(Source data)
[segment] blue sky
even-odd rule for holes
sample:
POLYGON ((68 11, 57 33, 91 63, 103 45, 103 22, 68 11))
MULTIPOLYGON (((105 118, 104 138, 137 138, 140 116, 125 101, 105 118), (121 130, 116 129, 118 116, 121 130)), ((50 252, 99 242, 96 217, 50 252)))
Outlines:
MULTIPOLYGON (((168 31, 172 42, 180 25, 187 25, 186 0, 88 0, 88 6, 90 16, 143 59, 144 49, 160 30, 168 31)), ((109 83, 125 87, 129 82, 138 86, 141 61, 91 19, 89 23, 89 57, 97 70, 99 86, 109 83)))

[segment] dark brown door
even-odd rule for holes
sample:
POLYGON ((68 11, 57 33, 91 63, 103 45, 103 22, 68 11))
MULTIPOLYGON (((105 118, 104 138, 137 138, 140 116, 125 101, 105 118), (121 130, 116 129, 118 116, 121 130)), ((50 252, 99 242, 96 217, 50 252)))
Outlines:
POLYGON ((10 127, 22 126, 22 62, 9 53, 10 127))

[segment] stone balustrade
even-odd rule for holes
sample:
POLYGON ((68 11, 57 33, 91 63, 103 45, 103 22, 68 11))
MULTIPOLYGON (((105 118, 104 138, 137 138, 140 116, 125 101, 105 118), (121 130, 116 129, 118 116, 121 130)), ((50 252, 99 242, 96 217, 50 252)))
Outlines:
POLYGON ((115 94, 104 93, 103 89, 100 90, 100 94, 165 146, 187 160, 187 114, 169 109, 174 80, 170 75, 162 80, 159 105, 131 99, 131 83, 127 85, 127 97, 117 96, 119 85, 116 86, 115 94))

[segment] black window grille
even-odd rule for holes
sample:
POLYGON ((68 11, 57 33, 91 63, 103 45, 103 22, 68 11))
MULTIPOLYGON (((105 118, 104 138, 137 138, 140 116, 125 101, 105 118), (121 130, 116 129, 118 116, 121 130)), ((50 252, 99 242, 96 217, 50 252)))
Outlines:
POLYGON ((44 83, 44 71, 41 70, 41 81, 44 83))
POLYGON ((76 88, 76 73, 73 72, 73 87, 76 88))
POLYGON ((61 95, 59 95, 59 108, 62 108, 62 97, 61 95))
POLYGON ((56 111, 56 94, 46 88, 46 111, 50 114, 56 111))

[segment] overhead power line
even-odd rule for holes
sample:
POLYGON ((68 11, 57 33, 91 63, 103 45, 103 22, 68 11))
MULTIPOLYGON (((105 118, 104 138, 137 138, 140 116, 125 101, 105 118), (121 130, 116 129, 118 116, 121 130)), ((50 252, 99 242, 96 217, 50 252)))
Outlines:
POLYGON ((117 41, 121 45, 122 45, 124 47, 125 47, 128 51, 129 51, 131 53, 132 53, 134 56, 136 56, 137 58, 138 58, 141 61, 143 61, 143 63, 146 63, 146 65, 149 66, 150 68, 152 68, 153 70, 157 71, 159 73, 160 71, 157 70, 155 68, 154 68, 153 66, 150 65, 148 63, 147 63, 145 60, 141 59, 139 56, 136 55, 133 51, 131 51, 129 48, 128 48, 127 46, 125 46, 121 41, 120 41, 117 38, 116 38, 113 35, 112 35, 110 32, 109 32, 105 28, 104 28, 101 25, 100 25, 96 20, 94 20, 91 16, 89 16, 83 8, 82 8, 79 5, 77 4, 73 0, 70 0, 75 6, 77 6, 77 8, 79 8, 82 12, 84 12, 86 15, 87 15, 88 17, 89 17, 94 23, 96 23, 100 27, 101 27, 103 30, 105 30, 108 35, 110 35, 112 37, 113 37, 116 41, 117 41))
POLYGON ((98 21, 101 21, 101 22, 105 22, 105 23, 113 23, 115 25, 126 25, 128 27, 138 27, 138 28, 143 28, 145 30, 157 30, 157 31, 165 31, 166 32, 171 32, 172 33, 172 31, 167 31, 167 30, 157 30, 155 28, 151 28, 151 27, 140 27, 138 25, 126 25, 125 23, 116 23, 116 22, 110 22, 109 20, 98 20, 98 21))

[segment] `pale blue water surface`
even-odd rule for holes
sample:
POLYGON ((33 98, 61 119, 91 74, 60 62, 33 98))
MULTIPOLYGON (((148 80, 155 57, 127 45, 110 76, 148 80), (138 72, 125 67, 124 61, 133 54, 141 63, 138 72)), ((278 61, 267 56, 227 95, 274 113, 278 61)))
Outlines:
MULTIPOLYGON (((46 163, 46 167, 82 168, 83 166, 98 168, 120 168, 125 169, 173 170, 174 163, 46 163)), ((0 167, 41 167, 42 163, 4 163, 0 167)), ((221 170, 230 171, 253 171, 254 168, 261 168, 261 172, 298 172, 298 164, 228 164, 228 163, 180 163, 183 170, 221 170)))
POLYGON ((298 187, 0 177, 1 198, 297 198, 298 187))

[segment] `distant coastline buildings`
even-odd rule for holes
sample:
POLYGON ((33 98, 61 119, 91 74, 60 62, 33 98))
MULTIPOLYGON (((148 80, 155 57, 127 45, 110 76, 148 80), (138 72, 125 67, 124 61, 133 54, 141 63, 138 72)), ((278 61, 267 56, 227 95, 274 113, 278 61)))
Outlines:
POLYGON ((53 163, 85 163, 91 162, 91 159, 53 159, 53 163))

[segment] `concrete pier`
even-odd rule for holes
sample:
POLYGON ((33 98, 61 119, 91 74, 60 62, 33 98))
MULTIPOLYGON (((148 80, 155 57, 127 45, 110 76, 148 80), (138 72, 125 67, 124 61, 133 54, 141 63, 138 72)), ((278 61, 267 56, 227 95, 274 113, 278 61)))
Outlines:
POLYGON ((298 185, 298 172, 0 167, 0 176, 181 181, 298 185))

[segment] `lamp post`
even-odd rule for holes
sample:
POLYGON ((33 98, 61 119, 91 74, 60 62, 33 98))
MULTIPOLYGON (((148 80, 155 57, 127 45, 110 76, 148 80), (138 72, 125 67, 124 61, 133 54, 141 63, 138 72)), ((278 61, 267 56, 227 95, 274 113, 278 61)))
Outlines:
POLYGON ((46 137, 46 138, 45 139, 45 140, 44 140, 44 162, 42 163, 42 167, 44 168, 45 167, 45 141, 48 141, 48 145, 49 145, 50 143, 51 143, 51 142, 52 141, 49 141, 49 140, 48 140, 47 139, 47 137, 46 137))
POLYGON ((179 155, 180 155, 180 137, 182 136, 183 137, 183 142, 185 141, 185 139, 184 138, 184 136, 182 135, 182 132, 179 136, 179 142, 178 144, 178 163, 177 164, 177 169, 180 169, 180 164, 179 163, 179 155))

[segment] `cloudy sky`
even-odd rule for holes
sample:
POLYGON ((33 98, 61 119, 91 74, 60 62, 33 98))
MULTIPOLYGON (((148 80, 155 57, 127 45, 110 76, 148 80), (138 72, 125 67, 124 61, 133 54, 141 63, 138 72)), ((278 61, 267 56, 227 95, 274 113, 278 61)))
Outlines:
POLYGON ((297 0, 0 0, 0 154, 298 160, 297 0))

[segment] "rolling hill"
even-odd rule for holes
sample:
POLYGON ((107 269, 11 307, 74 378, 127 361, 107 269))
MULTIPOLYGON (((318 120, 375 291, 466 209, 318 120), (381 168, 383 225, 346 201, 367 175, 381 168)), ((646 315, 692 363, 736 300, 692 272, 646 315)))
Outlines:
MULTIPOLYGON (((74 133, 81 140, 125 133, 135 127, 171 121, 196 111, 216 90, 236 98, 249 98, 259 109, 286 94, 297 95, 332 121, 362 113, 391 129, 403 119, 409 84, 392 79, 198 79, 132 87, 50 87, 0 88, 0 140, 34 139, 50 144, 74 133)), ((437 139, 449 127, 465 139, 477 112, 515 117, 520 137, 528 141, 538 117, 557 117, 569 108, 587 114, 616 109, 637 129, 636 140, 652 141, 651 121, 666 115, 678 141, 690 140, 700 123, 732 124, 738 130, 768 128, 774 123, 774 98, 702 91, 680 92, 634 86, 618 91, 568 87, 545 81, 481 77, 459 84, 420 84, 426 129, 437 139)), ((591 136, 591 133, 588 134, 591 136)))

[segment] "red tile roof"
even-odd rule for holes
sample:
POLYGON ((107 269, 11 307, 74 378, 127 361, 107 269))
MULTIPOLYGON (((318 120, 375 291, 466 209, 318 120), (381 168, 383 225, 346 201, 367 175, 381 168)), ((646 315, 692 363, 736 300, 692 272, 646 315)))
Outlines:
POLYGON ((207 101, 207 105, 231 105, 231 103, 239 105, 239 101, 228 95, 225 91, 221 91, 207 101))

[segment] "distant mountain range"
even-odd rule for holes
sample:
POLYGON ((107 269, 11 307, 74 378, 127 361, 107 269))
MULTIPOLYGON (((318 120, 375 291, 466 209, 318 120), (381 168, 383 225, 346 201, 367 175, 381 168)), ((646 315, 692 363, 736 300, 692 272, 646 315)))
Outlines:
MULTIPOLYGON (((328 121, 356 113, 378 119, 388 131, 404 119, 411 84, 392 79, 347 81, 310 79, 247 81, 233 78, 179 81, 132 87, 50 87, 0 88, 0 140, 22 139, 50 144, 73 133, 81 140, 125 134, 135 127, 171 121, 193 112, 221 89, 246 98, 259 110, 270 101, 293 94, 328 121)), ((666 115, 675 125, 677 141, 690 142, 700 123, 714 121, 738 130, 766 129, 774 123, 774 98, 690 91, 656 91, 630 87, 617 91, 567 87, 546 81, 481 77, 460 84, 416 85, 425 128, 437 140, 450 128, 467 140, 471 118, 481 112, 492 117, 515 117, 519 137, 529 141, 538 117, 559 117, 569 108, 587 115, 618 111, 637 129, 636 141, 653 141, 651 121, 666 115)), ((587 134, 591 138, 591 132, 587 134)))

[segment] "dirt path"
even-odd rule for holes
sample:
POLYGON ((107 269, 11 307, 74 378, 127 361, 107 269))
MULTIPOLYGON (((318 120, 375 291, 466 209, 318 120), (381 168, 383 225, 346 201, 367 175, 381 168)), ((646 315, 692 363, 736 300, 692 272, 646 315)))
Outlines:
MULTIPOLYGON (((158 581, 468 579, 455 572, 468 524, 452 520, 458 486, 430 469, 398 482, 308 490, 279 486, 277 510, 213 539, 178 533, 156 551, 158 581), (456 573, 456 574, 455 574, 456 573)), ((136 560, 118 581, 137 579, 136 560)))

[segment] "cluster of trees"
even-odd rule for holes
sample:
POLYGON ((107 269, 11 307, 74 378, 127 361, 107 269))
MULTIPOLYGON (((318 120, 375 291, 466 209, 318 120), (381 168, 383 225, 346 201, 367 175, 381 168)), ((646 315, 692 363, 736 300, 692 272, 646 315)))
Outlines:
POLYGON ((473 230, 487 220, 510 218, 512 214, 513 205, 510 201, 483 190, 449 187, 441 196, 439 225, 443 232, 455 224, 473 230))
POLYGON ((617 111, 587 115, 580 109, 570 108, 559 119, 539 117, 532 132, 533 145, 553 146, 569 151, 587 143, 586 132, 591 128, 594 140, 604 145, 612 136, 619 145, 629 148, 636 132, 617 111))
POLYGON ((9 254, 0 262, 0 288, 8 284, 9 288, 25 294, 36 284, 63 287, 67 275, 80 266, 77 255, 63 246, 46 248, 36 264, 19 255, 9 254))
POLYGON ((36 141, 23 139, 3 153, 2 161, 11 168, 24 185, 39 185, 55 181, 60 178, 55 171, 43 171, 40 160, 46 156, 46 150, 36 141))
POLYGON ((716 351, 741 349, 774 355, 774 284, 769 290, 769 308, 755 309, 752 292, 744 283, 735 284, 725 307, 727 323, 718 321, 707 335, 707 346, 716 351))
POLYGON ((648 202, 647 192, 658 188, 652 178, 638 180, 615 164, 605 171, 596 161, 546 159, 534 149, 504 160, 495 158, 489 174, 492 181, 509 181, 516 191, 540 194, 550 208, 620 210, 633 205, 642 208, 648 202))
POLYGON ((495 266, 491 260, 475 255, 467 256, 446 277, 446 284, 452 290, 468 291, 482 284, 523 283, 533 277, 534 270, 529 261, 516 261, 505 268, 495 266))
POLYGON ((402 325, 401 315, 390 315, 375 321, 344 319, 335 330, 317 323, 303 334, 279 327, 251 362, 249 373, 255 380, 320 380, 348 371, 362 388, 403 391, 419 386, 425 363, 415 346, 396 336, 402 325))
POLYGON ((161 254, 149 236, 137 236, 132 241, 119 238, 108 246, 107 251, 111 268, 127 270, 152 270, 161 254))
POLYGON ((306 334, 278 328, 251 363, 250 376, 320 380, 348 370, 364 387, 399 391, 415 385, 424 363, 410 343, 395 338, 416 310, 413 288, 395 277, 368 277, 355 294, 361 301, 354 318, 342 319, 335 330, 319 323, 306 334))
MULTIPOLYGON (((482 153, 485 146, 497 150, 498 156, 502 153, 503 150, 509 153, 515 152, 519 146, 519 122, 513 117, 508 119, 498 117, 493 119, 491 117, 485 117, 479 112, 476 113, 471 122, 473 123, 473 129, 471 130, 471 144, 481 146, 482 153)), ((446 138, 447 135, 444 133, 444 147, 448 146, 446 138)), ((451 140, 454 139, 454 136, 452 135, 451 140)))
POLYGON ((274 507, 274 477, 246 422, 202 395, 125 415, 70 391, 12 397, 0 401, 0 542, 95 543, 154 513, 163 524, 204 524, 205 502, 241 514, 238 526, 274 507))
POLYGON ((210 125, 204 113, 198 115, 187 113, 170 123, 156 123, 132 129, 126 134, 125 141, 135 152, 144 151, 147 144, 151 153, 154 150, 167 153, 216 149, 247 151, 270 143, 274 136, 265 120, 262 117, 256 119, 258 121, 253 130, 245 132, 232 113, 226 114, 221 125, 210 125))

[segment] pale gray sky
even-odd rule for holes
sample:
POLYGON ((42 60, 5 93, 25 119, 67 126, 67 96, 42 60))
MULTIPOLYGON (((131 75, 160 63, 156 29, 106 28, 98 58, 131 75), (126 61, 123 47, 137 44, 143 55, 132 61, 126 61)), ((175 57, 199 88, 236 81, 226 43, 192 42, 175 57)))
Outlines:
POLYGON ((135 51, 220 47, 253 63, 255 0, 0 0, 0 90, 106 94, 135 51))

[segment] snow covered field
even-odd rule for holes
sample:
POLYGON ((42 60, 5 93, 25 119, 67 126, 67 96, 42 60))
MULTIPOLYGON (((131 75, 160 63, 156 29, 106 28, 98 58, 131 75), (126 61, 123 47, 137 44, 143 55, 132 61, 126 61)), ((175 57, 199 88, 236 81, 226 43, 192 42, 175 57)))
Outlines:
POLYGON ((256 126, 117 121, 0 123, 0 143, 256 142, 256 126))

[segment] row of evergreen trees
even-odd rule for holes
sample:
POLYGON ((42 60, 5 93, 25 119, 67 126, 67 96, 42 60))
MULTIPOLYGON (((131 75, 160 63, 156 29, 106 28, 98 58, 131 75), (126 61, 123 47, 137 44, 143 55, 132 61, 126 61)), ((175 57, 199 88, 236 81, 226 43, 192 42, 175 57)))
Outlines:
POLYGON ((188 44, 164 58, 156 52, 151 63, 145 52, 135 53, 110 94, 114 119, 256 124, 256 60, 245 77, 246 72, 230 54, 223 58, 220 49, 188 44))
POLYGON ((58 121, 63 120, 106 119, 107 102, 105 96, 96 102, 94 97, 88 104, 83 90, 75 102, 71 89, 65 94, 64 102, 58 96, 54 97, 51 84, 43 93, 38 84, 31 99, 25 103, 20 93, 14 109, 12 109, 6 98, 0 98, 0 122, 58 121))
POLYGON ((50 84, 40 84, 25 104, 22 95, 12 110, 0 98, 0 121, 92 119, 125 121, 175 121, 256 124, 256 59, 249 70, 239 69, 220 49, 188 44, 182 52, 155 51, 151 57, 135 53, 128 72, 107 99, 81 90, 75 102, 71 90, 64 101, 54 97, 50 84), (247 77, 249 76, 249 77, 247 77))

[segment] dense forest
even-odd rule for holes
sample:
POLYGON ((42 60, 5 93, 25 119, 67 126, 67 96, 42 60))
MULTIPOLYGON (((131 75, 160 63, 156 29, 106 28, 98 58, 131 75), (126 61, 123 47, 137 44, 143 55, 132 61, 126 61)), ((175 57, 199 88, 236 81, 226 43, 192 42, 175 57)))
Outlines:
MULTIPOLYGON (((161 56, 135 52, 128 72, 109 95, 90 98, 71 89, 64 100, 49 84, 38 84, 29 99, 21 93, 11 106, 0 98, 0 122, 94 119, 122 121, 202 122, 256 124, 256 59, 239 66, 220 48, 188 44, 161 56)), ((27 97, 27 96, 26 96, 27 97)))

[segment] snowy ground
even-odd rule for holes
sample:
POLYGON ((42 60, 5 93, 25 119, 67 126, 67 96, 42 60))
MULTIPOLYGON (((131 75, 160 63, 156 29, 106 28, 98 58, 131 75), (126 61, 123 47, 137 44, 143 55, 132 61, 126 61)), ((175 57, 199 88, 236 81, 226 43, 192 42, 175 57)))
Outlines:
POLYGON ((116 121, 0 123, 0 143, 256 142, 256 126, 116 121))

(Problem details) Please reproduce word for word the lines of the items above, starting at the line that contains "[segment] snowy ground" and ending with the last line of the items.

(Correct response)
[segment] snowy ground
even-odd rule for holes
sample:
POLYGON ((42 60, 5 93, 25 119, 67 126, 67 96, 42 60))
MULTIPOLYGON (((131 75, 160 63, 156 29, 106 28, 98 58, 131 75), (126 61, 123 47, 137 44, 143 55, 132 61, 126 61)), ((175 57, 199 88, 236 81, 226 43, 192 42, 175 57)))
Outlines:
POLYGON ((116 121, 0 123, 0 143, 256 142, 256 126, 116 121))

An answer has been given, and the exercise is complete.